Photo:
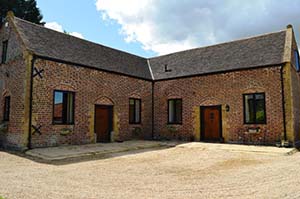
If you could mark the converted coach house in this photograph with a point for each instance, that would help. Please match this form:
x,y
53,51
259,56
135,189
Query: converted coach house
x,y
57,89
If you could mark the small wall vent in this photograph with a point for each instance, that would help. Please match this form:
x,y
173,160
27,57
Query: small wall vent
x,y
167,69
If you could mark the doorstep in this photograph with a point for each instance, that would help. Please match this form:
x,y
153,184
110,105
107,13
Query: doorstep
x,y
272,150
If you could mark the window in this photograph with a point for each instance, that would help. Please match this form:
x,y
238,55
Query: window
x,y
4,51
63,109
134,111
6,108
175,111
297,61
254,108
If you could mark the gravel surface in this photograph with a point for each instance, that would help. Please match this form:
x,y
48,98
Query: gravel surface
x,y
168,173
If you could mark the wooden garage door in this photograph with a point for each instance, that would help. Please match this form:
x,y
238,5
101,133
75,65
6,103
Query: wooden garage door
x,y
211,123
103,122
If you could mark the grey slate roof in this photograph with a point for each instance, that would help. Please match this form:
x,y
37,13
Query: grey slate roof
x,y
49,43
247,53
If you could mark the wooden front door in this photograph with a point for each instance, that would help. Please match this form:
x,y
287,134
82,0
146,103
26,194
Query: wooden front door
x,y
103,122
211,123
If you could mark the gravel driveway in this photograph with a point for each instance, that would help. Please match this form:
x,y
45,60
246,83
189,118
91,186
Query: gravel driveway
x,y
168,173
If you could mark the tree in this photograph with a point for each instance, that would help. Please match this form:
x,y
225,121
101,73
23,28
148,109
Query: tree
x,y
24,9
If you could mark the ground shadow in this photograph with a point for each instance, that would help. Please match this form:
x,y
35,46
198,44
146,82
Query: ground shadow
x,y
86,158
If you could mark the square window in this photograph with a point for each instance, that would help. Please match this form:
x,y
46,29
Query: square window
x,y
254,108
63,109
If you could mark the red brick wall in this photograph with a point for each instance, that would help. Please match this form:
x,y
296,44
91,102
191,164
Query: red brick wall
x,y
222,89
295,79
91,87
12,83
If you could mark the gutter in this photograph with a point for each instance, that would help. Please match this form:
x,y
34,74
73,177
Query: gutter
x,y
29,143
283,103
153,110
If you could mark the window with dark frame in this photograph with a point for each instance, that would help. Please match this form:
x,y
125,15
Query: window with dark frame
x,y
254,108
4,51
174,111
134,111
297,61
63,108
6,108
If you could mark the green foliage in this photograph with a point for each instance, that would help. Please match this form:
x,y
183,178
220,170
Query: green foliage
x,y
24,9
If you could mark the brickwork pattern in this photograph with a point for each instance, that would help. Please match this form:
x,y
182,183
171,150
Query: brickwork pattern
x,y
222,89
91,87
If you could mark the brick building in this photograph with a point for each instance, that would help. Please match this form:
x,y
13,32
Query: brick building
x,y
57,89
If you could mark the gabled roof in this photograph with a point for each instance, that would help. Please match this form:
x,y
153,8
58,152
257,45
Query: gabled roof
x,y
49,43
263,50
247,53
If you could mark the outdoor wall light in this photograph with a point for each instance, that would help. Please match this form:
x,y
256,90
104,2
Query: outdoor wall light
x,y
227,108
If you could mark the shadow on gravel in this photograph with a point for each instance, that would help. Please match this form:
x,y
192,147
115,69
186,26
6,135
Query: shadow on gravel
x,y
75,160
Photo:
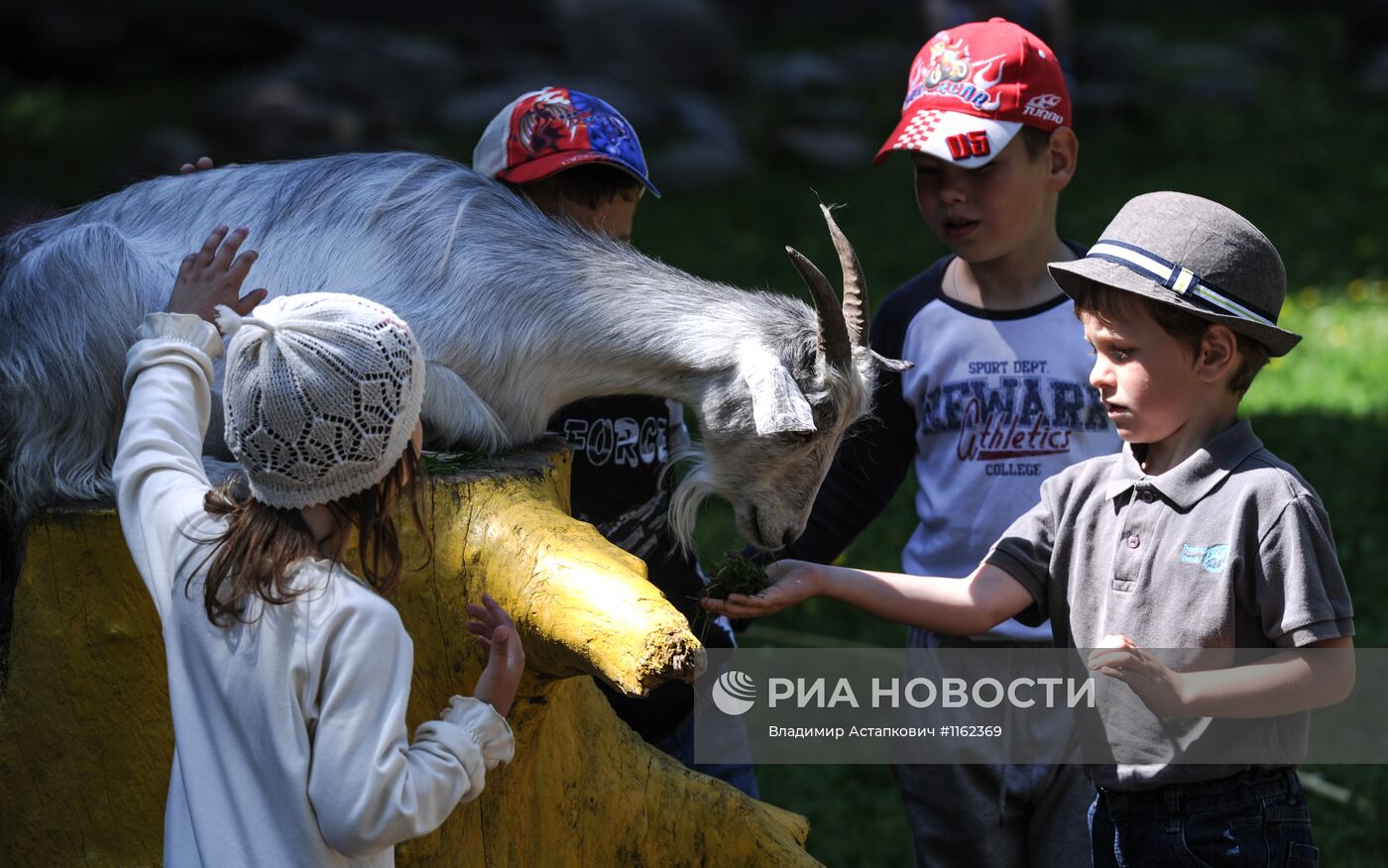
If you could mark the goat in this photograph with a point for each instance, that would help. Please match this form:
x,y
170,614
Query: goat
x,y
518,315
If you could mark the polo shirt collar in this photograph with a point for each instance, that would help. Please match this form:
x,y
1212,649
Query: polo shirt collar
x,y
1186,485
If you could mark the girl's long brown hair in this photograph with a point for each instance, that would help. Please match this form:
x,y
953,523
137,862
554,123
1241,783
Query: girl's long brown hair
x,y
261,542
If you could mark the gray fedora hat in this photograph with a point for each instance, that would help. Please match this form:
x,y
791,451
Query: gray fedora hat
x,y
1191,253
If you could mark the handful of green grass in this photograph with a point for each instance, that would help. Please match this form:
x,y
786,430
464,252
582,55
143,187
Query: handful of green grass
x,y
735,575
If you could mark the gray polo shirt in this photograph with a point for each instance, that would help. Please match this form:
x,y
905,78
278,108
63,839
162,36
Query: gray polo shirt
x,y
1228,549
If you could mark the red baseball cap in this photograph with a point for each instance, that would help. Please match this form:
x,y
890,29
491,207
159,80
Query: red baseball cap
x,y
974,86
548,131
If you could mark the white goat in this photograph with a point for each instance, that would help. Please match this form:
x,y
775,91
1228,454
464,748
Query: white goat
x,y
518,313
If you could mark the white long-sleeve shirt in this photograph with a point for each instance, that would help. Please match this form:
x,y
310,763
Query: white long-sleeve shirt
x,y
290,742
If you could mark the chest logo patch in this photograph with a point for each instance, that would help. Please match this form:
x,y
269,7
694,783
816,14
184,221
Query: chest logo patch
x,y
1212,558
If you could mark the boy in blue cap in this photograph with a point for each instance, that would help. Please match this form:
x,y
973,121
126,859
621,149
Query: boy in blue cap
x,y
576,157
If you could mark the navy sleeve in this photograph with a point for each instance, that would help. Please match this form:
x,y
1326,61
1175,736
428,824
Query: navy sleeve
x,y
877,451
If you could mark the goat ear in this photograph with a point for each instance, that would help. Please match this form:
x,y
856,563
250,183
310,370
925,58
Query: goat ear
x,y
777,403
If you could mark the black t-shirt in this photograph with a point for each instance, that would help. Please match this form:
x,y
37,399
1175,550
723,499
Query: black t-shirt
x,y
621,444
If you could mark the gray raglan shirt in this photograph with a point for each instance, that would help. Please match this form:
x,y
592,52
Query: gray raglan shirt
x,y
1228,549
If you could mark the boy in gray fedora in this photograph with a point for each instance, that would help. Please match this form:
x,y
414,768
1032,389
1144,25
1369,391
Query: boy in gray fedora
x,y
1194,537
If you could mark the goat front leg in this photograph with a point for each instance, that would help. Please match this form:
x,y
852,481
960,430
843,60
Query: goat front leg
x,y
457,416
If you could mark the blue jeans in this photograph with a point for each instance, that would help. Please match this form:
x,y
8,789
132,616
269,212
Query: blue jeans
x,y
1256,816
680,745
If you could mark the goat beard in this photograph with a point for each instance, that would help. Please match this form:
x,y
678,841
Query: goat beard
x,y
694,487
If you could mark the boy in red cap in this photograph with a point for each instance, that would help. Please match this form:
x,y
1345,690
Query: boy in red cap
x,y
578,159
998,398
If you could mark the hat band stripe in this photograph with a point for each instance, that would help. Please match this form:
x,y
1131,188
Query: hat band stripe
x,y
1180,280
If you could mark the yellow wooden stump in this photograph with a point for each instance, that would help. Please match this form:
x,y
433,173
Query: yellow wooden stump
x,y
86,742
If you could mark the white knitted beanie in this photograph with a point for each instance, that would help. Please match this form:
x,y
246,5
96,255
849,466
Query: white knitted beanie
x,y
322,394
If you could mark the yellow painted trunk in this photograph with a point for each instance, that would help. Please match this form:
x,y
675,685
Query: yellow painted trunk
x,y
86,743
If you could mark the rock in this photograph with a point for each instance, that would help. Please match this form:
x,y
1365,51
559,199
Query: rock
x,y
828,148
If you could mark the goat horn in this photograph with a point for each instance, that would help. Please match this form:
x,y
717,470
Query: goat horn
x,y
833,330
856,285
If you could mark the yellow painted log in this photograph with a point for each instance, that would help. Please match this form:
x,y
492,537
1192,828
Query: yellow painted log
x,y
86,743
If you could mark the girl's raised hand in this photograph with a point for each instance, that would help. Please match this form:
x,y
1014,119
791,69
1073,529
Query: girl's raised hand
x,y
506,659
214,274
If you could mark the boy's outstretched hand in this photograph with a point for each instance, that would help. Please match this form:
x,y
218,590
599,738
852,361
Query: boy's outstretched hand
x,y
506,659
791,582
1155,684
214,274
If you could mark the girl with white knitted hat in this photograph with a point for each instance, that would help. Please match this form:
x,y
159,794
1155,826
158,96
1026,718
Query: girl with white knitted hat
x,y
289,676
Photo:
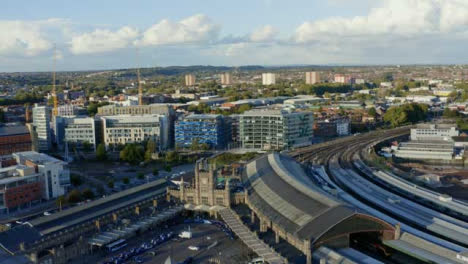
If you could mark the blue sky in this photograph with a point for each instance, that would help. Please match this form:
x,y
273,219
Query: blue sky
x,y
105,34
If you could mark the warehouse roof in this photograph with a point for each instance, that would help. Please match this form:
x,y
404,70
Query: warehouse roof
x,y
279,188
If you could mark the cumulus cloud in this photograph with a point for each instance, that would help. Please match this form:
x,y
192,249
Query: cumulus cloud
x,y
195,29
263,34
23,38
396,18
103,40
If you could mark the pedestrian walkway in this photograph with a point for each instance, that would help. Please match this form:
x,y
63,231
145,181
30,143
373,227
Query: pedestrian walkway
x,y
249,238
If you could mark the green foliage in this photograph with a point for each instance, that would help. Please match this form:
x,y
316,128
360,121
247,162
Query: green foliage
x,y
76,180
150,149
126,180
132,153
101,153
228,158
155,172
110,184
372,112
404,114
88,194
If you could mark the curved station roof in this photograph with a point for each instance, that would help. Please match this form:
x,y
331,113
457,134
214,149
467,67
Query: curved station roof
x,y
279,188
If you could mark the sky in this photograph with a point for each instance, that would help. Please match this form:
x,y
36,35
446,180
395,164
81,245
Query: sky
x,y
112,34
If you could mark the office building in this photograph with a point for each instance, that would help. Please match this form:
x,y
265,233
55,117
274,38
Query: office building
x,y
14,138
312,77
190,80
275,129
55,175
226,78
152,109
206,129
268,78
344,79
70,110
123,129
41,124
75,131
433,132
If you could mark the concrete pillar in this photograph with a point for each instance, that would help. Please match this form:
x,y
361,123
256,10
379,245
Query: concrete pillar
x,y
137,210
397,231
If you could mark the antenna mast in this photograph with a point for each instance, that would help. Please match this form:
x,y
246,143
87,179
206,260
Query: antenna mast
x,y
140,89
54,91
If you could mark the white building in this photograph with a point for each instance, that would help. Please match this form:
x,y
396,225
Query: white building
x,y
442,132
312,77
268,78
123,129
41,124
190,80
275,129
67,110
226,78
54,173
75,130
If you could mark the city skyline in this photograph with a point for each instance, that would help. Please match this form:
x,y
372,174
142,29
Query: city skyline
x,y
106,35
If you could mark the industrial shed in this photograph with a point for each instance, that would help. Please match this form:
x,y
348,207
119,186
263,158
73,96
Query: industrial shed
x,y
285,199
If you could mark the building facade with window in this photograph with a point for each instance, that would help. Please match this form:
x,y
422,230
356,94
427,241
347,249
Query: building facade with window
x,y
275,129
123,129
205,129
54,173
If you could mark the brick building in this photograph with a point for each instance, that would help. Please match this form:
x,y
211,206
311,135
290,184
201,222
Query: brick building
x,y
14,138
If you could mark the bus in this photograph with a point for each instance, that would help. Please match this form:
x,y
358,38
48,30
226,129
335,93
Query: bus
x,y
116,245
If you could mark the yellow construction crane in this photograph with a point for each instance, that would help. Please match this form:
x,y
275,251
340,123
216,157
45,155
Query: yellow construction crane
x,y
54,91
140,89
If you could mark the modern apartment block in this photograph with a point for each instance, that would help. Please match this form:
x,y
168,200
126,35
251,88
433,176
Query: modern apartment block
x,y
20,186
433,132
152,109
190,80
123,129
209,129
76,130
226,78
275,129
268,78
54,173
41,124
312,77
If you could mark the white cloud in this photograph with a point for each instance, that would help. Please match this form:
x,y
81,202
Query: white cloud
x,y
103,40
263,34
23,38
396,18
195,29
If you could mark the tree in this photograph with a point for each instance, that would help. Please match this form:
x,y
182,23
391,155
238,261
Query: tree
x,y
76,180
110,184
101,153
88,194
150,149
132,153
75,196
86,146
155,172
372,112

....................

* Task to carry out
Find where the line with "If you could mark the square" sits in the material above, then copy exactly from it through the line with "If you could mark the gutter". Add no other line.

* Solution for this task
If you could mark the square window in this photograph with a point for each instance, that would help. Please match this form:
x,y
46,29
Query: square window
x,y
254,108
63,109
If you could mark the red brick wall in this photograph with a point for each instance, that would help. Please match this form:
x,y
296,44
91,102
191,164
Query: red brick wall
x,y
222,89
295,79
91,87
12,83
If you could mark the gutter in this photograph with a point for each instance, that would help. Please match this form:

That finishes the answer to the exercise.